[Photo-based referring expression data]
________________________________________

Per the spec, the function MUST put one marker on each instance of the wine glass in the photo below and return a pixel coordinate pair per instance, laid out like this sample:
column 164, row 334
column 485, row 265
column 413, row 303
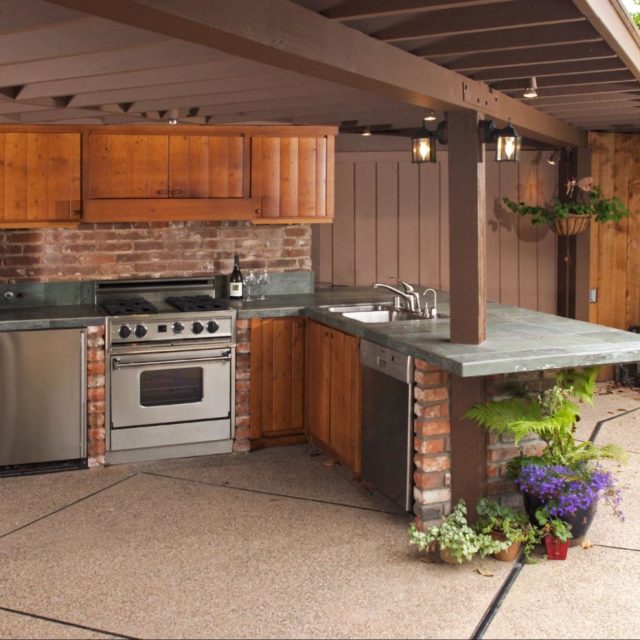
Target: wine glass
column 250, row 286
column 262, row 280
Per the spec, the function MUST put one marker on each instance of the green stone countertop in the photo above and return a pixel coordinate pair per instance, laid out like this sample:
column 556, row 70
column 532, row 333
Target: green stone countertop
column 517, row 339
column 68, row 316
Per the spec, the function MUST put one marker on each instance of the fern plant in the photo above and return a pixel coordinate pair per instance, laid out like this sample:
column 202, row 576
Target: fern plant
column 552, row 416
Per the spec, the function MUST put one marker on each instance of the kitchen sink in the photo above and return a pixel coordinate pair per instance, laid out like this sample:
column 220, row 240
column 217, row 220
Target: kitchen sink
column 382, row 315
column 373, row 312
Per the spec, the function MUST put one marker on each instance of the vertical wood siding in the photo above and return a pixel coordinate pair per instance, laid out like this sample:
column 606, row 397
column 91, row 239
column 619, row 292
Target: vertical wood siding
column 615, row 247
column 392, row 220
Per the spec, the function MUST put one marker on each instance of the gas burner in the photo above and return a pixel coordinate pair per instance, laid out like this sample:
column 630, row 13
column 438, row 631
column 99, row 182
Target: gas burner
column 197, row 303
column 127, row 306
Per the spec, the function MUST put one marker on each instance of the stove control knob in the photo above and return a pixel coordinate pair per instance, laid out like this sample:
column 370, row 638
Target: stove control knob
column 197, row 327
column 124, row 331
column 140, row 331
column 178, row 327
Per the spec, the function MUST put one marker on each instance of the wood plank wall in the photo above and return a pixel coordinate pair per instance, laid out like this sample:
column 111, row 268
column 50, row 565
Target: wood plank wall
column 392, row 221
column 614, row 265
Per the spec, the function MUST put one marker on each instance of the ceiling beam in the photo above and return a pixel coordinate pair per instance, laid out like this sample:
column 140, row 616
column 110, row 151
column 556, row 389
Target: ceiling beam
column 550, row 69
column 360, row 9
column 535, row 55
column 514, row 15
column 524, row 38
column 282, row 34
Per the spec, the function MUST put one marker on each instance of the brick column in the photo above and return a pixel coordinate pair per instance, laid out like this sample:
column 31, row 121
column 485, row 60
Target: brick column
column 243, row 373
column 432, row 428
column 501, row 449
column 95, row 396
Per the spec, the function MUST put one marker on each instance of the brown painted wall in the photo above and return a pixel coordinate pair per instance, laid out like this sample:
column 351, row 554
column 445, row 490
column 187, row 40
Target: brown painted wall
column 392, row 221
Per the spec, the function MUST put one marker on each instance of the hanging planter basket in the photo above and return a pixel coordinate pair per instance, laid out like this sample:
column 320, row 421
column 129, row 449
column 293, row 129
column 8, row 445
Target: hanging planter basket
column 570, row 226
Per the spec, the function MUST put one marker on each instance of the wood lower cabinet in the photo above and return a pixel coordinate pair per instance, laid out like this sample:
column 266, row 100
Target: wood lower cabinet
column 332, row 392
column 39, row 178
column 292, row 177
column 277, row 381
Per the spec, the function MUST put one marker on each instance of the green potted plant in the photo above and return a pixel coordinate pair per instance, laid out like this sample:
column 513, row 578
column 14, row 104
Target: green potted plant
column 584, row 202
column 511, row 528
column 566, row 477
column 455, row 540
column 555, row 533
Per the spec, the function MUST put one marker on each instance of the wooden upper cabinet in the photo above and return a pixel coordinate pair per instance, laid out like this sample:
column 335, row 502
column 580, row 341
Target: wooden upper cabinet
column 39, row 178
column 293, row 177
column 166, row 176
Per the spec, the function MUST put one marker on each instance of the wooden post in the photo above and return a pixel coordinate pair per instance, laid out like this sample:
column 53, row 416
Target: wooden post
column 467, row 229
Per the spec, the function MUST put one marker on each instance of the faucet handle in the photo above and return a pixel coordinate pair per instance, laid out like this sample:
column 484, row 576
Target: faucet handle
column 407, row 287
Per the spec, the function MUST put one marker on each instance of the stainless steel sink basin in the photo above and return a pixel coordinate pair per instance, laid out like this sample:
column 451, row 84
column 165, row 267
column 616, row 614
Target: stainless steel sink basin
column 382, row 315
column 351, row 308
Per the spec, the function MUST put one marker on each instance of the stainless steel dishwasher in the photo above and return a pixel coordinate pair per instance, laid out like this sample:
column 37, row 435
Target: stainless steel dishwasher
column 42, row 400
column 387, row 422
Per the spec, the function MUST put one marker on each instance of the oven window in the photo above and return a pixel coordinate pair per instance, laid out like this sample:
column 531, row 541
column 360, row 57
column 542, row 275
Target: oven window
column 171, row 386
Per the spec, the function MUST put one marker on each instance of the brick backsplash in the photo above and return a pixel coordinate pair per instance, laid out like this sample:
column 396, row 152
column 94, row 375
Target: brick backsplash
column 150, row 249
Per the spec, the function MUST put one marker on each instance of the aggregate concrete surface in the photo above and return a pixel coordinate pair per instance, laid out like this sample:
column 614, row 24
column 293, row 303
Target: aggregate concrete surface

________________________________________

## About this task
Your answer must be an exact copy of every entry, with the pictures left out.

## Exercise response
Per the spec, the function MUST put one marker on each instance of the wine glass in the photo below and return a pixel coordinate pair per instance, laid out like this sample:
column 164, row 334
column 485, row 265
column 413, row 303
Target: wine glass
column 250, row 286
column 262, row 280
Per the spec, the function MUST put one marker on each instance of the green stone countertop in the photo above and return a pixel coordinate pair per instance, laid out like this sample:
column 556, row 70
column 532, row 333
Target: green stone countertop
column 517, row 339
column 68, row 316
Per the spec, the function MUST put one marker on each instance of the fern plant in the photo above and return a pixel coordinate pair per instance, laid out like this sample:
column 202, row 576
Target: fern plant
column 552, row 416
Per the spec, the function MUST put one marker on each instance of the kitchen sink in the photo above and return a pixel coordinate pair per instance, laid out like this sample:
column 220, row 240
column 217, row 220
Target: kitchen sink
column 382, row 315
column 373, row 312
Per the spec, the function MUST put one marker on each instance of the vertical wood siding in the photo above and return a pixel coordinate pair per instance, laid out like this sample:
column 606, row 397
column 91, row 239
column 619, row 292
Target: vertical wood siding
column 615, row 247
column 392, row 220
Per the spec, the function MUST put one marker on each instance of the gas burner in the photo above and return a pixel coordinate pair per instance, laid out like this sample:
column 630, row 13
column 438, row 631
column 99, row 182
Target: gas burner
column 197, row 303
column 127, row 306
Per the spec, the function MUST put one marker on each instance of the stove control knob in the photo above and return a pixel coordinate pair per instance, laid out like this sample:
column 370, row 638
Target: stove control knob
column 197, row 327
column 124, row 331
column 140, row 331
column 178, row 327
Per the spec, the function MUST put one marker on each instance of the wood plank wall in the photo above and return a pixel coordinate pair per instance, laid out like this sample:
column 111, row 268
column 50, row 565
Target: wood plank wall
column 392, row 221
column 614, row 265
Per the spec, the function MUST put one marker on each instance of the ceiling beam in the photo above and return a pixel coordinate pair per instance, laid out like this sample:
column 140, row 616
column 110, row 151
column 556, row 389
Target: ceiling beam
column 550, row 69
column 360, row 9
column 535, row 55
column 514, row 15
column 524, row 38
column 282, row 34
Per the spec, the function MUST put one marker on each instance of the brick column in the photo above and return a pixel coordinate pair per instance, laid out like this sample:
column 31, row 121
column 485, row 60
Target: brick column
column 243, row 373
column 432, row 428
column 501, row 449
column 95, row 396
Per the spec, the function MUST put one marker on each instance of the brown painted wall in the photo above and return a pixel coordinate pair per instance, laid out like this sample:
column 351, row 554
column 445, row 490
column 187, row 40
Target: brown painted wall
column 392, row 221
Per the spec, the function MUST put one marker on each instance of the hanging planter basket in the photo above and return a pixel coordinate pair per instance, laid out like this sample:
column 320, row 421
column 129, row 449
column 293, row 129
column 8, row 445
Target: hanging planter basket
column 570, row 226
Per the spec, the function MUST put one marker on each instance of the wood lower cabinet in the photo above and return a pixel coordinate pair per instance, laid out like this sample:
column 266, row 100
Target: wood lower cabinet
column 332, row 392
column 39, row 178
column 292, row 177
column 277, row 381
Per the spec, the function MUST put one marker on each instance of the green potted plant in the photo above and return a pixel coordinate pair per instance, laid out like this sample:
column 513, row 578
column 14, row 104
Target: green potted plant
column 584, row 202
column 511, row 528
column 566, row 477
column 455, row 540
column 555, row 533
Per the spec, the function MUST put one marker on each instance of the wooden upper cabinet in the photo above and return a pixel coordinate pair per instance, laid out like this sample:
column 335, row 502
column 580, row 341
Target: wooden upper cabinet
column 39, row 178
column 293, row 177
column 166, row 176
Per the spec, the function MUST put one marker on each instance of the wooden post in the photo above and return a pixel coordinate pair per instance, laid out like this sample:
column 53, row 416
Target: wooden post
column 467, row 229
Per the spec, the function MUST put one marker on each instance of the faucet handle in the photo above and return a pixel coordinate pair per instance, laid out like this sample:
column 484, row 576
Target: faucet handle
column 407, row 287
Per the spec, the function MUST put one marker on each instance of the stainless steel sink basin in the photo above and return a pixel coordinate pair per instance, laid out like this sample:
column 451, row 84
column 165, row 267
column 616, row 614
Target: stainless steel sink basin
column 382, row 315
column 351, row 308
Per the spec, the function MUST put one marker on each instance of the stainless steel dishwasher in the photo above and return a pixel coordinate pair per instance, laid out like this sample:
column 37, row 435
Target: stainless steel dishwasher
column 42, row 400
column 387, row 422
Per the spec, the function MUST put one marker on each instance of the oven window in the photo above and return a pixel coordinate pair per instance, laid out like this sample:
column 531, row 541
column 360, row 57
column 542, row 275
Target: oven window
column 171, row 386
Per the spec, the function MUST put one marker on each instance of the brick backsplash in the photo above and return a pixel coordinate pair per instance, laid out like this sample:
column 396, row 152
column 94, row 375
Target: brick backsplash
column 150, row 249
Per the spec, the function MUST put one marker on each instance of the aggregate concrete surface in the photo above and return a pixel coordinate pair per instance, laid out like this sample:
column 614, row 24
column 293, row 303
Target: aggregate concrete surface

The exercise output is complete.